>>>>>
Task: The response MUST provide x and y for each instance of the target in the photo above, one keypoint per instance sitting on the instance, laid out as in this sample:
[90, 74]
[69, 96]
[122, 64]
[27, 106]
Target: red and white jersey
<<<<<
Aim:
Rewrite the rows above with every "jersey" replaced by "shirt", leaving the rest unchanged.

Written solution:
Task: The response MUST provide x and y for each instance of the target in the photo above, one keypoint per instance sitting on the instance, laid out as in this sample:
[90, 74]
[69, 96]
[122, 64]
[27, 106]
Target: red and white shirt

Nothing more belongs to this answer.